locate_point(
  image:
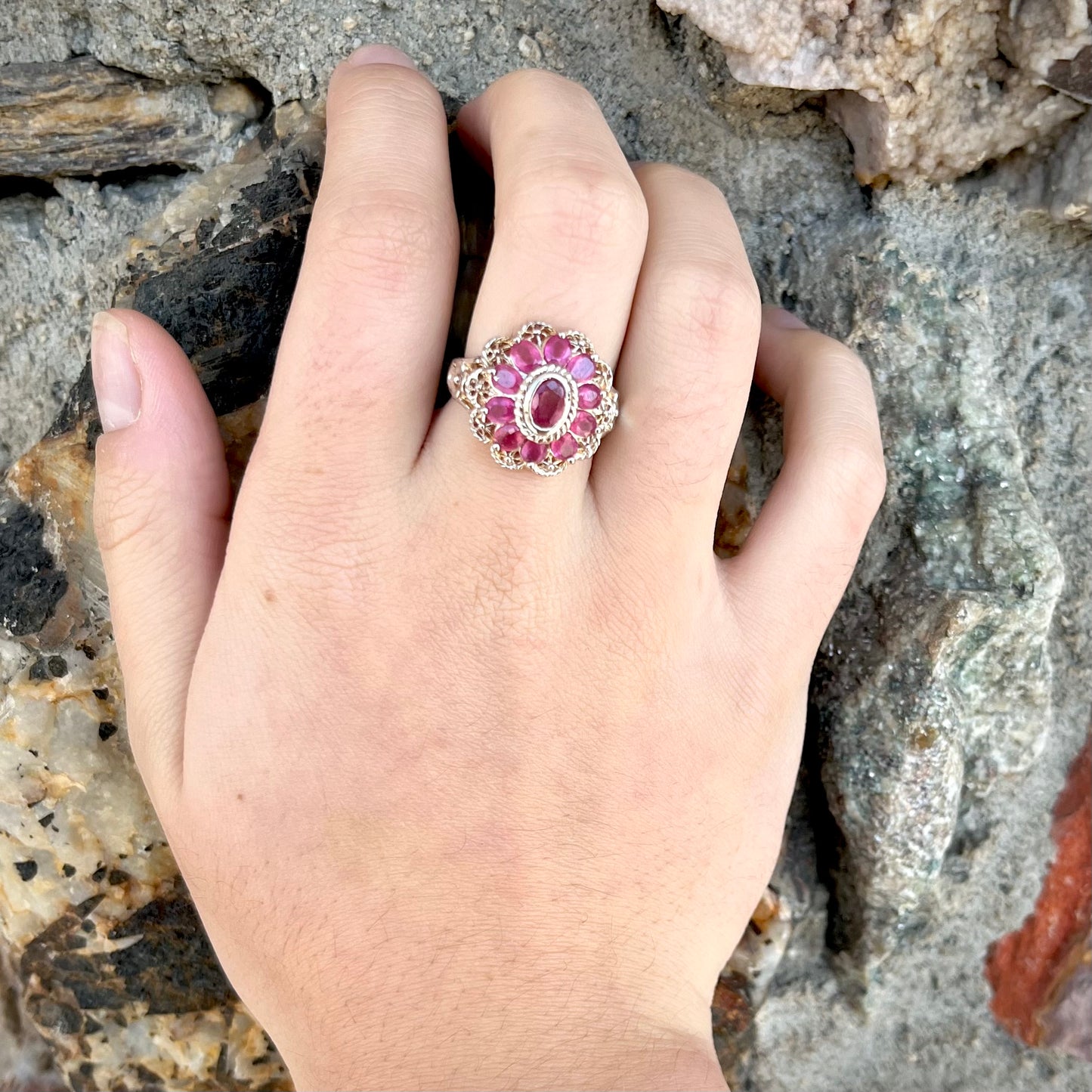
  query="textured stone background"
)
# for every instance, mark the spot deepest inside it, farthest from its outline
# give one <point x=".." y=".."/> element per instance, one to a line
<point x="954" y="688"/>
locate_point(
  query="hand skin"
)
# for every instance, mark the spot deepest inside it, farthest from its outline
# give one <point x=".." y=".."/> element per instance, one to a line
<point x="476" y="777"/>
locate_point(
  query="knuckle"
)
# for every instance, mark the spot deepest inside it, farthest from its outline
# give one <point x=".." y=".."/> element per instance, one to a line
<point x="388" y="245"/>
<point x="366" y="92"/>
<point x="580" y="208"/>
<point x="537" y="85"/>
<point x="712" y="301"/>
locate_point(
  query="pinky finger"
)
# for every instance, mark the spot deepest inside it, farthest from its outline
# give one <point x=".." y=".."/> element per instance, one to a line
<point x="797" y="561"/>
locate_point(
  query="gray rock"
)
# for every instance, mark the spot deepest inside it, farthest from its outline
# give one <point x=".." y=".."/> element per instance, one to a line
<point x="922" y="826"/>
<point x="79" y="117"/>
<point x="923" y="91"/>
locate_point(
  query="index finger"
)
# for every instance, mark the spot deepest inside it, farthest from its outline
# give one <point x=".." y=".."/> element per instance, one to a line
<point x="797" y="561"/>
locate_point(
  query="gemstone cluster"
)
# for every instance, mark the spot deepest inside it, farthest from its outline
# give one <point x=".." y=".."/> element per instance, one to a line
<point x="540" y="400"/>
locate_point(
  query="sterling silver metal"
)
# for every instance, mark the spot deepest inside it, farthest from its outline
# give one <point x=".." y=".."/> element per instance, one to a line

==

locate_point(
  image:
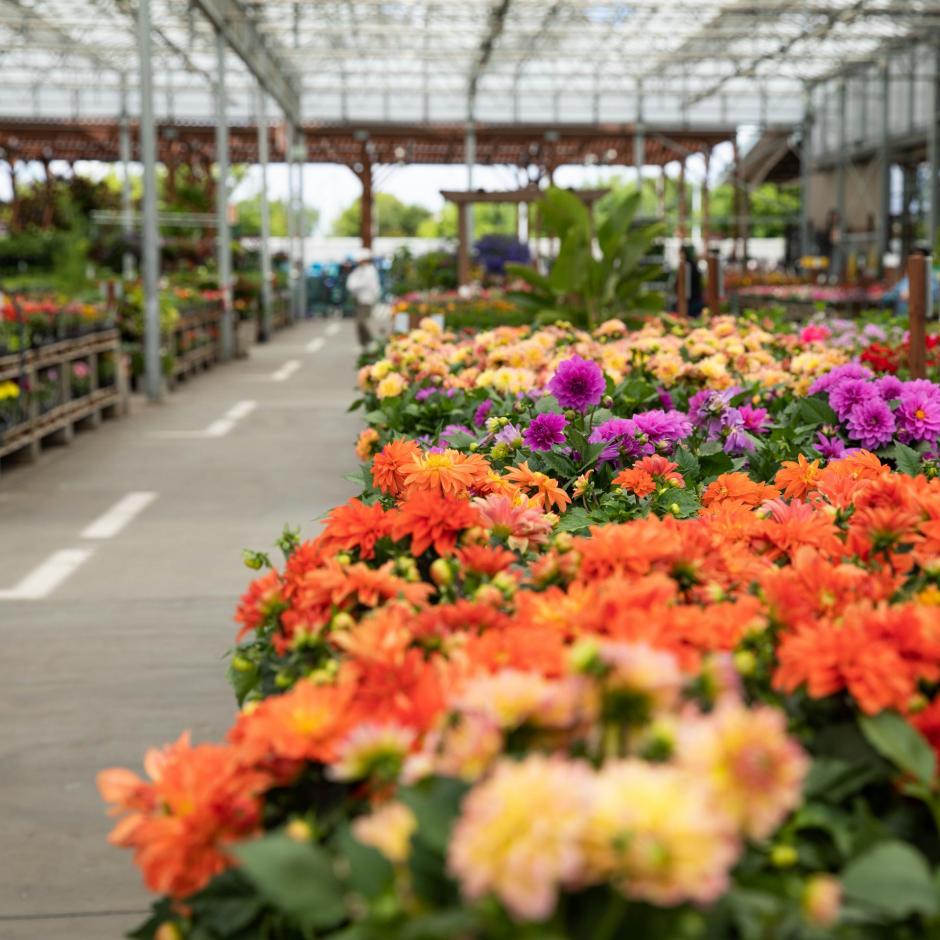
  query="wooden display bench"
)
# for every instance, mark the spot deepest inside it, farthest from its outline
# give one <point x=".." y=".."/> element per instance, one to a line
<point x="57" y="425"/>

== DIRECTIONS FOR THIS TASK ==
Find every line in the listing above that contains the string "query", treating uppercase and lowercase as different, and copy each of those lines.

== RESPONSE ==
  query="textured stone background"
  query="hand skin"
  query="knuckle"
  query="pinky finger"
  query="gray rock"
  query="index finger"
  query="gemstone cluster"
  query="sterling silver metal"
  query="wooden display bench"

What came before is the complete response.